Stored data:
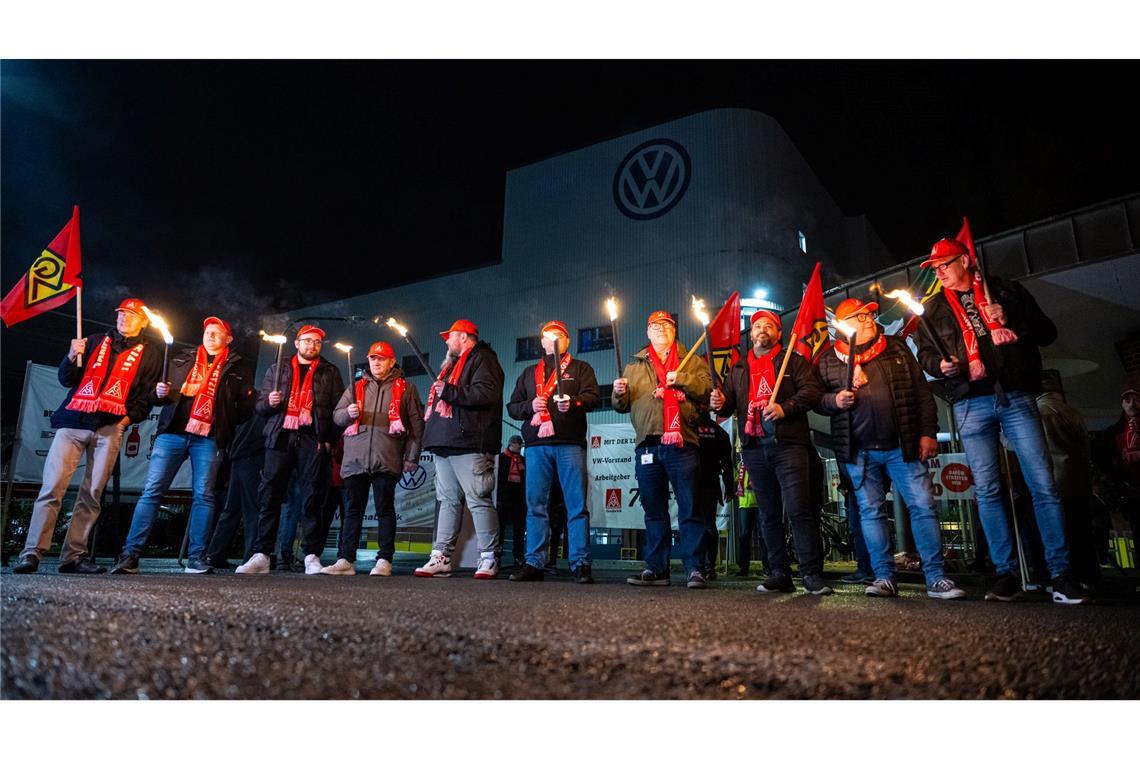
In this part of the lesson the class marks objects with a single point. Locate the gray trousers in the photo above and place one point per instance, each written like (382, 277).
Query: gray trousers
(68, 447)
(471, 477)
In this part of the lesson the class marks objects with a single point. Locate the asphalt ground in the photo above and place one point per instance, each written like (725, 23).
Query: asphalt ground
(286, 636)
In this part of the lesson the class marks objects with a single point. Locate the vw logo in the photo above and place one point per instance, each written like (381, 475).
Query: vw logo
(651, 179)
(414, 480)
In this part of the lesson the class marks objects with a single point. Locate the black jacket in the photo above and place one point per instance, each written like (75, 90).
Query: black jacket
(327, 387)
(578, 382)
(233, 401)
(138, 397)
(477, 400)
(799, 392)
(1018, 364)
(915, 415)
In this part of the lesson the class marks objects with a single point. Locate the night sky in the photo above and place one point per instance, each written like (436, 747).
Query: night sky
(245, 187)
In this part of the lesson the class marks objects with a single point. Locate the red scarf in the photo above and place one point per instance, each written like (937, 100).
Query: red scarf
(442, 407)
(395, 424)
(877, 348)
(998, 334)
(518, 467)
(672, 398)
(762, 378)
(202, 410)
(300, 397)
(113, 398)
(543, 387)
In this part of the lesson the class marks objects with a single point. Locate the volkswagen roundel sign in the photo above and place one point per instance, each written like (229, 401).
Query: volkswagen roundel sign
(652, 179)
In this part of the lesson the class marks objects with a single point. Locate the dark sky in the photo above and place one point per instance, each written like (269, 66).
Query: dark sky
(243, 187)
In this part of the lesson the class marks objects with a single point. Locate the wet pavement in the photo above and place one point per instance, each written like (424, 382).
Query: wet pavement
(285, 636)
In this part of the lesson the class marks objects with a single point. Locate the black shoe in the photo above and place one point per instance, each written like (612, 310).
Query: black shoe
(29, 564)
(649, 578)
(1006, 588)
(776, 582)
(527, 573)
(198, 568)
(1068, 591)
(83, 566)
(127, 563)
(815, 585)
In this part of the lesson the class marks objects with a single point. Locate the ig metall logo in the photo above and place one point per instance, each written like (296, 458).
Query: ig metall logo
(652, 179)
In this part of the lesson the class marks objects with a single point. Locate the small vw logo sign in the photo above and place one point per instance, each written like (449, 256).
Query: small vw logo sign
(651, 179)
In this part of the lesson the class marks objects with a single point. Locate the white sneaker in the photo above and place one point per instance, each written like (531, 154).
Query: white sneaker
(340, 568)
(488, 566)
(438, 565)
(257, 565)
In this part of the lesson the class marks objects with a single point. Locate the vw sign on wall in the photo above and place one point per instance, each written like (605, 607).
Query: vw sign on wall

*PROBLEM DETAILS:* Rewrite all of the records above with every occurrence of "Query" changed to "Target" and everything else left as it stands. Omit the pictures from your answer.

*EXERCISE RESPONSE:*
In this part of the lesson the class marks objects with a single point. Locate the gray trousers in the photo above and place one point per instance, each written like (382, 277).
Target: gray trousers
(68, 447)
(471, 477)
In this part of the lesson the class marks objects with a single point. Locate the asphalt ground in the photo above and place one point per instance, each written like (725, 23).
Target: asphalt ground
(286, 636)
In this part of the lesson the class marks objects with a single point. Locate the vw logo in the photo above and place one point per instance, each written like (381, 475).
Target: vw logo
(651, 179)
(414, 480)
In this part of the lesson the class marks objects with a single point. Locate the black jacket in the photo above and place one point per instance, each written like (75, 90).
Target: black jacket
(327, 387)
(578, 382)
(233, 401)
(138, 397)
(477, 400)
(799, 392)
(1018, 364)
(915, 415)
In this part of the lesson the class marks objects with a single point. Locate the night sky in the photo above and place one point per instance, each written like (436, 747).
Target: night sky
(245, 187)
In this part of the lesson the class marks objects with a single point. Locate the red scarf in the photo above and place one point per instance, each written like (937, 100).
Target: red scarf
(442, 407)
(395, 424)
(877, 348)
(998, 334)
(518, 467)
(672, 398)
(762, 378)
(202, 410)
(300, 397)
(113, 398)
(543, 387)
In this part of the lesson the class marks objects with a single point. Locate the volkswagen roundel sign in the photo above and place one point per instance, each written like (229, 401).
Target: volkswagen roundel sign
(652, 179)
In this part of the lesson the class marks objects with a single point. Locate the dark sky in the photo above and place one point per instance, each written like (269, 66).
Target: dark sky
(243, 187)
In this part of the lesson the class marks objects with a single point. Locate the wet pavement in the photo above and place one point per instance, each written like (424, 382).
Target: wet pavement
(285, 636)
In this part of the lesson the class marks objects with a single point. Locate the black shoe in the photo above and place one point per instance, each written like (612, 310).
Target: black shoe
(29, 564)
(649, 578)
(1006, 588)
(776, 582)
(527, 573)
(198, 568)
(1068, 591)
(83, 566)
(127, 563)
(815, 585)
In this part of the lesson the class marks objects with a single point. Locate the ig metall logo in the photo above and place one point per instance, each written like (296, 458).
Target: ig metall logo
(652, 179)
In this part of the lesson the class marks objects with a single point. Locate the small vw logo sign in the photo above and place one point per instance, each written like (449, 256).
Target: small vw logo sign
(651, 179)
In this part of the lesson the class marks objects with a single point. Locate the white sneaker in the photo above and place one point per instance, each written like (531, 154).
Target: white sneaker
(340, 568)
(488, 566)
(438, 565)
(257, 565)
In this part of the lesson the class marks objects with a single point. Locate the vw sign on wall in the photo above and place one point per instance, each written like (605, 607).
Target: vw sign on wall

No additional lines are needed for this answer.